Retype the lines starting with the line that contains "Point out every instance of the large" and going on through the line that contains "Target: brown shoe", copying each one exactly.
------ Entries shown ------
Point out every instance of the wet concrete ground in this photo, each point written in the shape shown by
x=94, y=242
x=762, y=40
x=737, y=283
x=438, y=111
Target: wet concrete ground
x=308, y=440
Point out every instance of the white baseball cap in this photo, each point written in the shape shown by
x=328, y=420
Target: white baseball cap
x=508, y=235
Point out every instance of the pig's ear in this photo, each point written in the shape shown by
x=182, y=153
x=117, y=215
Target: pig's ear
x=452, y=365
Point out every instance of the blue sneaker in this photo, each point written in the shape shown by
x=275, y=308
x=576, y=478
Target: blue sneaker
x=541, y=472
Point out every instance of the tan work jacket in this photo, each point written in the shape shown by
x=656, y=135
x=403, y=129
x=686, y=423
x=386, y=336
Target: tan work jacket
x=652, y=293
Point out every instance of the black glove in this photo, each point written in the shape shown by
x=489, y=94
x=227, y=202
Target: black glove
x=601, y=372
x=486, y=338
------
------ Entries shown ------
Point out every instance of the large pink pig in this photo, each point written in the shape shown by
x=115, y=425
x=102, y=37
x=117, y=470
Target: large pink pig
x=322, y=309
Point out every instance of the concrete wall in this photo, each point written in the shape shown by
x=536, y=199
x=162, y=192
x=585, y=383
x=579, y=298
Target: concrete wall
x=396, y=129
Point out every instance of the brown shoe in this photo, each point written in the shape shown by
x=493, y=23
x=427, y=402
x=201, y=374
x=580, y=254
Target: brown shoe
------
Result for this exercise:
Point out every instance of the large pink pig in this photo, each point written in the shape shown by
x=115, y=425
x=102, y=37
x=117, y=470
Target: large pink pig
x=322, y=309
Point out every instance of the concrete wall in this photo, each point written in the shape shown by
x=536, y=199
x=162, y=192
x=585, y=383
x=579, y=298
Target: concrete wall
x=396, y=129
Point out every instance of the brown shoe in this photo, each point written in the shape shown by
x=493, y=23
x=427, y=402
x=201, y=374
x=580, y=254
Target: brown shoe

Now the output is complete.